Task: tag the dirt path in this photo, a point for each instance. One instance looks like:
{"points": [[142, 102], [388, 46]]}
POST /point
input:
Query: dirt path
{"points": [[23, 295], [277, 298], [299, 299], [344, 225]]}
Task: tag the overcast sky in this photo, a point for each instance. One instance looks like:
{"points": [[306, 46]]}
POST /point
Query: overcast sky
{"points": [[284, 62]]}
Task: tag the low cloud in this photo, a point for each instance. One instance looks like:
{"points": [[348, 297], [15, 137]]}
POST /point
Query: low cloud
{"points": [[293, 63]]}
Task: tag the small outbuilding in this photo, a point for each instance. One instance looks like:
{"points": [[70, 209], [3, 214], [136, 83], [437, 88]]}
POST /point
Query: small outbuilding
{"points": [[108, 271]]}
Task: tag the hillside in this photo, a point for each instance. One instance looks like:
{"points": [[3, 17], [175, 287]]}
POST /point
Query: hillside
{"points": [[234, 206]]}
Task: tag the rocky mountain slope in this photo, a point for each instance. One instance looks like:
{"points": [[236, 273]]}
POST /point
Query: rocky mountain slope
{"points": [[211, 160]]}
________
Your instructions: Can you transcribe all of the items above, character for character, with nothing changed?

Answer:
Task: tag the dirt path in this photo, a point for each instance. One instance looks like:
{"points": [[142, 102], [388, 46]]}
POST /point
input:
Query: dirt path
{"points": [[23, 295], [277, 298], [299, 299], [344, 225]]}
Task: tag the overcast sky in this photo, a point for each instance. One instance looks like:
{"points": [[306, 46]]}
POST /point
Query: overcast sky
{"points": [[284, 62]]}
Task: tag the low cloud in this photo, a point for each instance. One instance looks like:
{"points": [[348, 297], [15, 137]]}
POST /point
Query: low cloud
{"points": [[293, 63]]}
Task: tag the small outbuilding in this photo, a point for each instance. One instance looks like:
{"points": [[70, 209], [3, 214], [136, 83], [437, 88]]}
POST /point
Query: small outbuilding
{"points": [[108, 271]]}
Task: tag the hillside in this photo, a point for each instance. One instance looks like:
{"points": [[3, 17], [175, 287]]}
POST /point
Query: hillside
{"points": [[234, 206]]}
Task: tag the rocky mountain slope in this photo, a point for each instance. One instance looks like:
{"points": [[236, 273]]}
POST /point
Query: rocky mountain slope
{"points": [[211, 160]]}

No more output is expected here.